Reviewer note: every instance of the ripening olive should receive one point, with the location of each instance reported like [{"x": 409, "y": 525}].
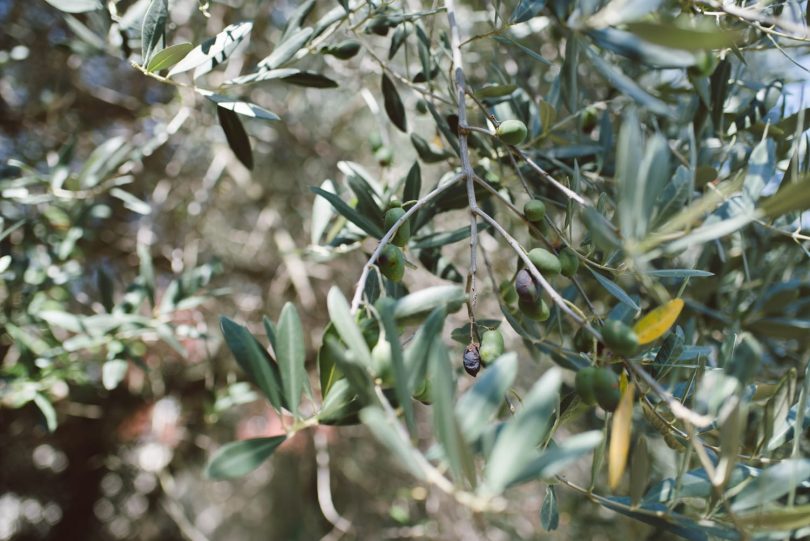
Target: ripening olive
[
  {"x": 606, "y": 388},
  {"x": 381, "y": 361},
  {"x": 512, "y": 132},
  {"x": 537, "y": 310},
  {"x": 569, "y": 262},
  {"x": 525, "y": 287},
  {"x": 391, "y": 263},
  {"x": 584, "y": 384},
  {"x": 545, "y": 261},
  {"x": 421, "y": 107},
  {"x": 422, "y": 392},
  {"x": 344, "y": 50},
  {"x": 472, "y": 359},
  {"x": 402, "y": 235},
  {"x": 619, "y": 337},
  {"x": 508, "y": 293},
  {"x": 384, "y": 156},
  {"x": 491, "y": 346},
  {"x": 534, "y": 210}
]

## TASK INSTRUCTIONS
Pull every line of the rows above into your answer verbatim, leaving out the picture.

## SOLUTION TO THIS TASK
Reviewer note: every instance of the ripening olive should receive one point, with the location of each instance reported like [{"x": 409, "y": 525}].
Target: ripening olive
[
  {"x": 606, "y": 388},
  {"x": 381, "y": 361},
  {"x": 512, "y": 132},
  {"x": 537, "y": 310},
  {"x": 569, "y": 262},
  {"x": 525, "y": 287},
  {"x": 391, "y": 263},
  {"x": 584, "y": 384},
  {"x": 545, "y": 261},
  {"x": 421, "y": 107},
  {"x": 422, "y": 392},
  {"x": 344, "y": 50},
  {"x": 472, "y": 359},
  {"x": 402, "y": 235},
  {"x": 619, "y": 337},
  {"x": 508, "y": 293},
  {"x": 384, "y": 156},
  {"x": 491, "y": 346},
  {"x": 534, "y": 210}
]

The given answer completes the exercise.